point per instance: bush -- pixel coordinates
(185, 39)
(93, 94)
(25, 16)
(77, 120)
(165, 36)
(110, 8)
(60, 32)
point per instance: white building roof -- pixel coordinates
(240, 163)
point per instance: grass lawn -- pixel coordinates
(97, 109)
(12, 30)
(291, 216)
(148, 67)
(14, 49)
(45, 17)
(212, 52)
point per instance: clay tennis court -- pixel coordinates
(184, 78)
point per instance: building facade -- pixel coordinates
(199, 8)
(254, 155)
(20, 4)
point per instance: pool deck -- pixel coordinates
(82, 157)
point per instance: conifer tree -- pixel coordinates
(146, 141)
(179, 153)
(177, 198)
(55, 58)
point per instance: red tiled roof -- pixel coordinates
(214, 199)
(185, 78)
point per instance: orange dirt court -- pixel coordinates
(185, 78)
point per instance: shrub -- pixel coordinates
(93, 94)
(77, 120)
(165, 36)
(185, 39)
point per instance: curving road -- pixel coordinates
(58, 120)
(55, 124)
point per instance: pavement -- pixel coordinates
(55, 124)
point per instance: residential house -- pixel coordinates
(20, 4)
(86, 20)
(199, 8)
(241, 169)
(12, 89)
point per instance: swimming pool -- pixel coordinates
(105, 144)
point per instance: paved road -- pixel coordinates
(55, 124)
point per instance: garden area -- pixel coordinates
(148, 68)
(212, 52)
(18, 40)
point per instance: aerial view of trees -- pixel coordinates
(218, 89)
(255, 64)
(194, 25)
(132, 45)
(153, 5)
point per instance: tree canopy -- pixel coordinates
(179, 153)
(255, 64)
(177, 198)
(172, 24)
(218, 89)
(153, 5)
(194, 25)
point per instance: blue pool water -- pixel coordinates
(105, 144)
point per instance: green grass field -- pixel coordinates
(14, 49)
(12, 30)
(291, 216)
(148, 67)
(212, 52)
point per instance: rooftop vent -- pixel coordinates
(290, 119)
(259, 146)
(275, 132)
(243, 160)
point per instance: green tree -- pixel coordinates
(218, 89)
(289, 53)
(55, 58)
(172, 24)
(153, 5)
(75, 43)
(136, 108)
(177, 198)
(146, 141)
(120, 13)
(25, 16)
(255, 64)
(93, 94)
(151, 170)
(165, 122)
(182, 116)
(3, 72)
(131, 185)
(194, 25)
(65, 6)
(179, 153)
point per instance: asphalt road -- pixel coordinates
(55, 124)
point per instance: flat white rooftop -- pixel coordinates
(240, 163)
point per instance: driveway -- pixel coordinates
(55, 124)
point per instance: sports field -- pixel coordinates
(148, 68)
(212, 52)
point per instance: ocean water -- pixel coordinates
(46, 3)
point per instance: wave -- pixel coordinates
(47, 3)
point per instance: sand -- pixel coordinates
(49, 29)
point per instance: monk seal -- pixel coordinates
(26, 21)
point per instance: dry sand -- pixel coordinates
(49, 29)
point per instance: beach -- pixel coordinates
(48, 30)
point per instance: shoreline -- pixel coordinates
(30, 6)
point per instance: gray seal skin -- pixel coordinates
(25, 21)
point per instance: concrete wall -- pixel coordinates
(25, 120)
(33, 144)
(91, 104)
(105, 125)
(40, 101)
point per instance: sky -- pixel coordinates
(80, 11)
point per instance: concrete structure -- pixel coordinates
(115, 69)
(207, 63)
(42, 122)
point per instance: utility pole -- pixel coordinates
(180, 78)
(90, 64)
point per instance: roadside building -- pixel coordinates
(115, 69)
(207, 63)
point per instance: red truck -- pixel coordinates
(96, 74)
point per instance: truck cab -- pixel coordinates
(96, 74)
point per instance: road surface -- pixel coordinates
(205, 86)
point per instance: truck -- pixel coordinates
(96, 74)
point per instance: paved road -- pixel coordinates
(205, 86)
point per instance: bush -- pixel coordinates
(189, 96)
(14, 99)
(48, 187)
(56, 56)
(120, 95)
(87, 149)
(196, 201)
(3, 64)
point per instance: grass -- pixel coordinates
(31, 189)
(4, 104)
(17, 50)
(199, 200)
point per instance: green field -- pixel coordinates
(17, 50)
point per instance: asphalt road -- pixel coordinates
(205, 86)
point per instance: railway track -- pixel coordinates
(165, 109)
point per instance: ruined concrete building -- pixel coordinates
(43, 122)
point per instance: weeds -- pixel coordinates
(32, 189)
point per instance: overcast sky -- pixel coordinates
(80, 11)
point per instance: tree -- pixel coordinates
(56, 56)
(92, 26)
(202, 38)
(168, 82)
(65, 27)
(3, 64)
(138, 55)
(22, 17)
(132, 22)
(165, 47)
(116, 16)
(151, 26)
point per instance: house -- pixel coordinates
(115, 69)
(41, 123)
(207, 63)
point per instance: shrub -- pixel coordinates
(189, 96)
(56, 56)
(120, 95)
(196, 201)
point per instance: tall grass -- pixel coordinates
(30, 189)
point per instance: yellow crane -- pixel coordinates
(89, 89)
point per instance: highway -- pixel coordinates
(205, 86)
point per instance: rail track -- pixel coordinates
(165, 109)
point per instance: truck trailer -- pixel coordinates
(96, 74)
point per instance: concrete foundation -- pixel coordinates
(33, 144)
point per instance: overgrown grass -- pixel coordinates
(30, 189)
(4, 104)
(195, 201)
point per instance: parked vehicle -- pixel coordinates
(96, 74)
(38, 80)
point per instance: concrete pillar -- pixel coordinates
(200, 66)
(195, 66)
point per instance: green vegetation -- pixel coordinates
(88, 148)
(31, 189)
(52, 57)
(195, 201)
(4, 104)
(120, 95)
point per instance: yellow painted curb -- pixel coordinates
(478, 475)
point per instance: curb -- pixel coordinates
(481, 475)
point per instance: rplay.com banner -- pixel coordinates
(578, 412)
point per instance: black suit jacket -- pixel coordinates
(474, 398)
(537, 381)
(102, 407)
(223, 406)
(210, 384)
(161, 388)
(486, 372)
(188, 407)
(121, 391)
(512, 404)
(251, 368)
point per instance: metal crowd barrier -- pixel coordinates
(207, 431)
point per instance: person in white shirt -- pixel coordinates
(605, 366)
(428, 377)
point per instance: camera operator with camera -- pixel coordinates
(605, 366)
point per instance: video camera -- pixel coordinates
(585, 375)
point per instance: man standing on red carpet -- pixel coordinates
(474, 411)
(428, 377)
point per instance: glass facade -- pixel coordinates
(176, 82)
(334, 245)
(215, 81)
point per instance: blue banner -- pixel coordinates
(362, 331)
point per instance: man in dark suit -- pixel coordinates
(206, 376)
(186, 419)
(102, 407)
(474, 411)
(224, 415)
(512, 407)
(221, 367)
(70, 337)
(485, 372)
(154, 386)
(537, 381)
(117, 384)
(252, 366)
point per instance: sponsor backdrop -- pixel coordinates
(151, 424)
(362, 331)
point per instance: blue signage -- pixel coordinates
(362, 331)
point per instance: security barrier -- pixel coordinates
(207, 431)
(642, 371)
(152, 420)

◇ ◇ ◇ ◇ ◇

• TO DO
Please copy all of the material above word for word, from the first line to the last.

• THE RESULT
point per instance: bush -- pixel coordinates
(185, 39)
(93, 94)
(25, 16)
(77, 120)
(165, 36)
(110, 8)
(60, 32)
point per instance: white building roof -- pixel coordinates
(240, 163)
point per instance: grass lawn -- pixel coordinates
(97, 109)
(12, 30)
(291, 216)
(148, 67)
(14, 49)
(45, 17)
(212, 52)
point per instance: clay tennis court -- pixel coordinates
(184, 78)
point per instance: building facade -- pixel coordinates
(199, 8)
(254, 155)
(20, 4)
point per instance: pool deck -- pixel coordinates
(82, 157)
point per instance: conifer tree -- pixel coordinates
(146, 141)
(179, 153)
(177, 198)
(55, 58)
point per instance: red tiled roof -- pixel coordinates
(214, 199)
(185, 78)
point per instance: orange dirt court -- pixel coordinates
(185, 78)
point per instance: shrub -- pixel coordinates
(93, 94)
(77, 120)
(165, 36)
(185, 39)
point per instance: curving road -- pixel coordinates
(58, 120)
(55, 124)
point per instance: pavement -- pixel coordinates
(55, 124)
point per instance: residential house -- pixel coordinates
(20, 4)
(86, 20)
(199, 8)
(241, 169)
(12, 89)
point per instance: swimming pool -- pixel coordinates
(105, 144)
point per instance: paved road -- pixel coordinates
(55, 124)
point per instance: garden area -- pixel coordinates
(148, 68)
(212, 52)
(18, 40)
point per instance: aerial view of trees -- pixel coordinates
(218, 89)
(255, 64)
(194, 25)
(132, 45)
(153, 5)
point per instance: tree canopy -- pixel coordinates
(179, 153)
(255, 64)
(177, 198)
(172, 24)
(218, 89)
(153, 5)
(194, 25)
point per instance: blue pool water -- pixel coordinates
(105, 144)
point per instance: green grass field -- pixel coordinates
(14, 49)
(12, 30)
(291, 216)
(148, 67)
(212, 52)
point per instance: rooftop vent -- pixel coordinates
(290, 119)
(259, 146)
(275, 132)
(243, 160)
point per instance: green tree -- pixel coordinates
(218, 89)
(289, 53)
(55, 58)
(172, 24)
(153, 5)
(75, 43)
(136, 108)
(177, 198)
(146, 141)
(120, 13)
(25, 16)
(255, 64)
(93, 94)
(151, 170)
(165, 122)
(182, 116)
(3, 72)
(131, 185)
(194, 25)
(65, 6)
(179, 153)
point per instance: asphalt road -- pixel coordinates
(55, 124)
point per instance: flat white rooftop -- pixel coordinates
(240, 163)
point per instance: driveway -- pixel coordinates
(55, 124)
point per instance: sports field -- pixel coordinates
(148, 68)
(212, 52)
point per instance: ocean water -- pixel coordinates
(46, 3)
point per instance: wave -- pixel coordinates
(47, 3)
point per instance: sand -- pixel coordinates
(49, 29)
point per instance: monk seal -- pixel coordinates
(26, 21)
point per instance: dry sand -- pixel coordinates
(49, 29)
point per instance: beach -- pixel coordinates
(48, 30)
point per instance: shoreline -- pixel coordinates
(30, 6)
point per instance: gray seal skin -- pixel coordinates
(25, 21)
point per instance: concrete wall -- pixel coordinates
(25, 120)
(33, 144)
(91, 104)
(105, 125)
(40, 101)
point per instance: sky -- pixel coordinates
(80, 11)
point per instance: concrete structure -- pixel coordinates
(115, 69)
(207, 63)
(42, 122)
point per instance: utility pole -- pixel coordinates
(180, 78)
(90, 64)
point per instance: roadside building -- pixel coordinates
(115, 69)
(207, 63)
point per instance: red truck -- pixel coordinates
(96, 74)
point per instance: truck cab -- pixel coordinates
(96, 74)
point per instance: road surface -- pixel coordinates
(205, 86)
point per instance: truck -- pixel coordinates
(96, 74)
point per instance: paved road -- pixel coordinates
(205, 86)
point per instance: bush -- pixel coordinates
(189, 96)
(14, 99)
(48, 187)
(56, 56)
(120, 95)
(87, 149)
(196, 201)
(3, 64)
point per instance: grass -- pixel coordinates
(31, 189)
(4, 104)
(17, 50)
(199, 200)
point per instance: green field -- pixel coordinates
(17, 50)
point per instance: asphalt road -- pixel coordinates
(205, 86)
point per instance: railway track -- pixel coordinates
(165, 109)
point per instance: ruined concrete building -- pixel coordinates
(43, 122)
point per instance: weeds -- pixel coordinates
(32, 189)
point per instance: overcast sky -- pixel coordinates
(80, 11)
point per instance: tree -- pixel coordinates
(56, 56)
(92, 26)
(202, 38)
(168, 82)
(65, 27)
(3, 64)
(138, 55)
(22, 17)
(132, 22)
(165, 47)
(116, 16)
(151, 26)
point per instance: house -- pixel coordinates
(115, 69)
(41, 123)
(207, 63)
point per instance: shrub -- pixel coordinates
(189, 96)
(56, 56)
(120, 95)
(196, 201)
point per instance: tall grass -- pixel coordinates
(30, 189)
point per instance: yellow crane -- pixel coordinates
(89, 89)
point per instance: highway -- pixel coordinates
(205, 86)
point per instance: rail track -- pixel coordinates
(165, 109)
point per instance: truck trailer -- pixel coordinates
(96, 74)
point per instance: concrete foundation -- pixel coordinates
(33, 144)
point per instance: overgrown grass -- pixel coordinates
(30, 189)
(4, 104)
(195, 201)
point per instance: parked vehicle -- pixel coordinates
(96, 74)
(38, 80)
point per instance: concrete pillar -- pixel coordinates
(200, 66)
(195, 66)
point per instance: green vegetation -- pixel coordinates
(88, 148)
(31, 189)
(52, 57)
(195, 201)
(4, 104)
(120, 95)
point per instance: yellow painted curb -- pixel coordinates
(478, 475)
point per instance: curb -- pixel coordinates
(481, 475)
point per instance: rplay.com banner -- pixel coordinates
(578, 412)
point per instance: black suit jacket -- pixel coordinates
(474, 398)
(537, 381)
(102, 407)
(223, 406)
(210, 384)
(161, 388)
(486, 372)
(188, 407)
(121, 391)
(512, 404)
(251, 368)
point per instance: metal crowd barrier -- pixel coordinates
(207, 431)
point per instance: person in white shirt -- pixel coordinates
(605, 366)
(428, 377)
point per instance: camera operator with camera -- pixel coordinates
(605, 366)
point per instance: video camera -- pixel coordinates
(585, 375)
point per instance: man standing on red carpet -- pixel coordinates
(474, 411)
(428, 377)
point per instance: glass facade -- pixel coordinates
(176, 82)
(334, 245)
(215, 81)
point per instance: blue banner -- pixel coordinates
(362, 331)
point per instance: man in dark suit -- pixel coordinates
(206, 376)
(186, 419)
(102, 407)
(474, 411)
(224, 415)
(512, 407)
(221, 367)
(70, 337)
(485, 372)
(154, 386)
(537, 381)
(117, 384)
(252, 366)
point per instance: sponsor backdrop -- pixel coordinates
(151, 424)
(362, 331)
point per instance: blue signage -- pixel coordinates
(362, 331)
point per instance: security barrier -- pixel coordinates
(207, 431)
(642, 371)
(152, 420)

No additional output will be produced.